### GIVEN EXERCISE A:
Copy the records word for word, from the line containing "Practice step: indicate the elderly" through the end of the records, including both ends, and leave the pictures out of your answer.

From: Michal Hocko <mhocko@suse.com>
To: "Kirill A. Shutemov" <kirill@shutemov.name>
Cc: Andrea Arcangeli <aarcange@redhat.com>,
Vlastimil Babka <vbabka@suse.cz>,
Andrew Morton <akpm@linux-foundation.org>,
linux-mm@kvack.org, Hugh Dickins <hughd@google.com>,
"Kirill A . Shutemov" <kirill.shutemov@linux.intel.com>,
Peter Zijlstra <peterz@infradead.org>
Subject: Re: [PATCH 0/2] RFC: READ/WRITE_ONCE vma/mm cleanups
Date: Tue, 5 Mar 2019 14:00:58 +0100 [thread overview]
Message-ID: <20190305130058.GH28468@dhcp22.suse.cz> (raw)
In-Reply-To: <20190304101209.klwojazhtr4s4reu@kshutemo-mobl1>
On Mon 04-03-19 13:12:10, Kirill A. Shutemov wrote:
> On Fri, Mar 01, 2019 at 11:54:52AM -0500, Andrea Arcangeli wrote:
> > Hello Kirill and Vlastimil,
> >
> > On Fri, Mar 01, 2019 at 02:04:38PM +0100, Vlastimil Babka wrote:
> > > On 3/1/19 10:37 AM, Kirill A. Shutemov wrote:
> > > > On Thu, Feb 28, 2019 at 10:55:48PM -0500, Andrea Arcangeli wrote:
> > > >> Hello,
> > > >>
> > > >> This was a well known issue for more than a decade, but until a few
> > > >> months ago we relied on the compiler to stick to atomic accesses and
> > > >> updates while walking and updating pagetables.
> > > >>
> > > >> However now the 64bit native_set_pte finally uses WRITE_ONCE and
> > > >> gup_pmd_range uses READ_ONCE as well.
> > > >>
> > > >> This convert more racy VM places to avoid depending on the expected
> > > >> compiler behavior to achieve kernel runtime correctness.
> > > >>
> > > >> It mostly guarantees gcc to do atomic updates at 64bit granularity
> > > >> (practically not needed) and it also prevents gcc to emit code that
> > > >> risks getting confused if the memory unexpectedly changes under it
> > > >> (unlikely to ever be needed).

### SUPPLIED RECORDS:

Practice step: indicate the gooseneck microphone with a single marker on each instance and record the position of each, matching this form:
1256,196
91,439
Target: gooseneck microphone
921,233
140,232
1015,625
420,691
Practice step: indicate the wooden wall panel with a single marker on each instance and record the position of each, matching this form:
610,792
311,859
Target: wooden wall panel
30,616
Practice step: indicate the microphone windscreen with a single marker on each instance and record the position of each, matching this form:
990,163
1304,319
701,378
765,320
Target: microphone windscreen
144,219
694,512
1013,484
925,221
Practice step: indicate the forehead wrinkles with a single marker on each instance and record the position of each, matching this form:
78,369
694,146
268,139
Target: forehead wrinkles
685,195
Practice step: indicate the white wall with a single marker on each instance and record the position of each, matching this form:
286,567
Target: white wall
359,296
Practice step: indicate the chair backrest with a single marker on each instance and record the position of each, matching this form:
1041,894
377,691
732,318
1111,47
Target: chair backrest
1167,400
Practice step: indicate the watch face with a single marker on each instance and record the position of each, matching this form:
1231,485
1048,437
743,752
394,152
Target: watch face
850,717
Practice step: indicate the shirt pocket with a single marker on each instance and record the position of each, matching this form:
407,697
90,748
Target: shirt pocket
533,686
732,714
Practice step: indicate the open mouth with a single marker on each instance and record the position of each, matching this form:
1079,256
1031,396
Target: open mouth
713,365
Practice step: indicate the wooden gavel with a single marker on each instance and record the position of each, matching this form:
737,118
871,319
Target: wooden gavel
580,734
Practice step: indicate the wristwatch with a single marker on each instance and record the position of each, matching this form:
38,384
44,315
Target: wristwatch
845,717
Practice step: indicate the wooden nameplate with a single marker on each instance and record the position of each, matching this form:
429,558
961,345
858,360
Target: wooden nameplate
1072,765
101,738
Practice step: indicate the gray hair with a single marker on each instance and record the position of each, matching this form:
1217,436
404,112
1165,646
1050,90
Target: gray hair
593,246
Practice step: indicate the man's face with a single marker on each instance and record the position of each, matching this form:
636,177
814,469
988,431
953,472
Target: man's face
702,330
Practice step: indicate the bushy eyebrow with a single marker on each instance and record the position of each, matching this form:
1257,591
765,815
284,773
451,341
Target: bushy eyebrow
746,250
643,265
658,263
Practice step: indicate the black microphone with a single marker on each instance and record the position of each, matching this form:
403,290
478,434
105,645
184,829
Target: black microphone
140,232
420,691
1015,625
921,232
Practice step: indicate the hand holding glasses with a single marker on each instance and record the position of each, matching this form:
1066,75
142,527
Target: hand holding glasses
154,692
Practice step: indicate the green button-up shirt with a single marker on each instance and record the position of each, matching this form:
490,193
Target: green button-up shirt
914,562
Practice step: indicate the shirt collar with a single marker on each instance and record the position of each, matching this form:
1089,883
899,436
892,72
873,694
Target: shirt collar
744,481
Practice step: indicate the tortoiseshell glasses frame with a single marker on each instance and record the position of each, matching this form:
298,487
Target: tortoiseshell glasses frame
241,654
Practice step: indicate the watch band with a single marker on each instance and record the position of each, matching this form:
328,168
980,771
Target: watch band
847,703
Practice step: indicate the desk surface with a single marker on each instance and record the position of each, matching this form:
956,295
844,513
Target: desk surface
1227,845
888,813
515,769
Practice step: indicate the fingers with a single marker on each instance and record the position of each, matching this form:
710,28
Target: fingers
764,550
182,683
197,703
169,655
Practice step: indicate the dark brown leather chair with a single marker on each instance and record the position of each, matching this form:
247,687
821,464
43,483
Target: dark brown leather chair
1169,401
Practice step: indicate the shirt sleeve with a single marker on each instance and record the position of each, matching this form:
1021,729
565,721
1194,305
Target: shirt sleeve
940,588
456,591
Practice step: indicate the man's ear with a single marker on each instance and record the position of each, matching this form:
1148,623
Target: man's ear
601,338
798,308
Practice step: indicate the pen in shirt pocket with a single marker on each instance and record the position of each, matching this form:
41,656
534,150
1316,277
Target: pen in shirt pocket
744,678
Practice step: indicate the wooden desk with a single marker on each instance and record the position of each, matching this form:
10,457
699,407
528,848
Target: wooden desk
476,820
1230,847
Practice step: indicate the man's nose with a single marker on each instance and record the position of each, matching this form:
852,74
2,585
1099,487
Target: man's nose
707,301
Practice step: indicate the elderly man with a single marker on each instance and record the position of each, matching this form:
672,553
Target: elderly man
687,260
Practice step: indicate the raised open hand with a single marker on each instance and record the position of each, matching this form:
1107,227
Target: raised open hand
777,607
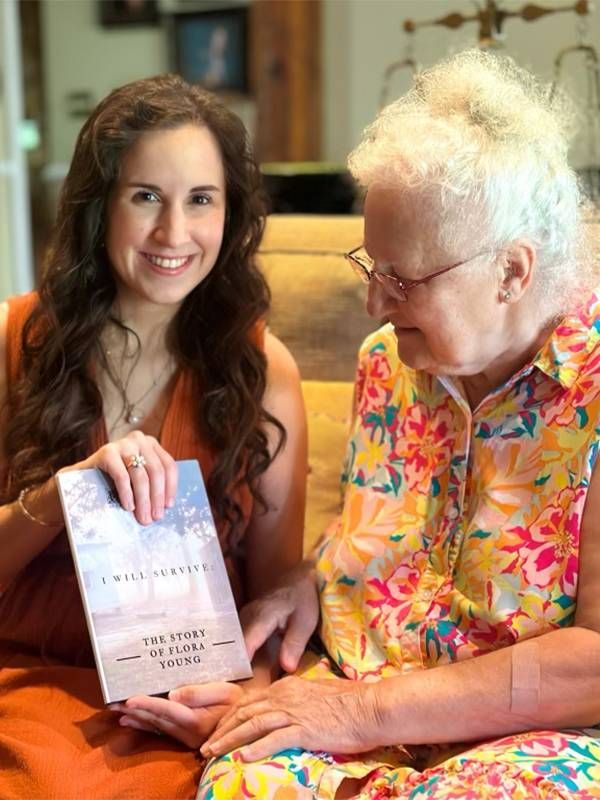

### GIVEN EXERCISE B:
Resume the email thread on the READ/WRITE_ONCE cleanups and continue writing it from the point where it stops.

### TASK RESPONSE A:
Practice step: indicate the elderly man with a single marker on each instance and record the position of each, matching this form:
672,553
Target: elderly man
687,260
Practice step: indicate the raised open hand with a single marker on each instance and record the position of each, matching this form:
1107,227
Target: raised open hand
777,607

### TASK RESPONSE B:
> > > >>
> > > >> The list of vm_start/end/pgoff to update isn't complete, I covered the
> > > >> most obvious places, but before wasting too much time at doing a full
> > > >> audit I thought it was safer to post it and get some comment. More
> > > >> updates can be posted incrementally anyway.
> > > >
> > > > The intention is described well to my eyes.
> > > >
> > > > Do I understand correctly, that it's attempt to get away with modifying
> > > > vma's fields under down_read(mmap_sem)?
> >
> > The issue is that we already get away with it, but we do it without
> > READ/WRITE_ONCE. The patch should changes nothing, it should only
> > reduce the dependency on the compiler to do what we expect.
>
> Yes, it is pre-existing problem. And yes, complier may screw this up.
> The patch may reduce dependency on the compiler, but it doesn't mean it
> reduces chance of race.
>
> Consider your changes into __mm_populate() and populate_vma_page_range().
> You put READ_ONCE() in both functions. But populate_vma_page_range() gets
> called from __mm_populate(). Before your change compiler may optimize the
> code and load from the memory once for a field. With your changes complier
> will issue two loads.
>
> It *increases* chances of the race, not reduces them.
>
> The current locking scheme doesn't allow modifying VMA field without
> down_write(mmap_sem).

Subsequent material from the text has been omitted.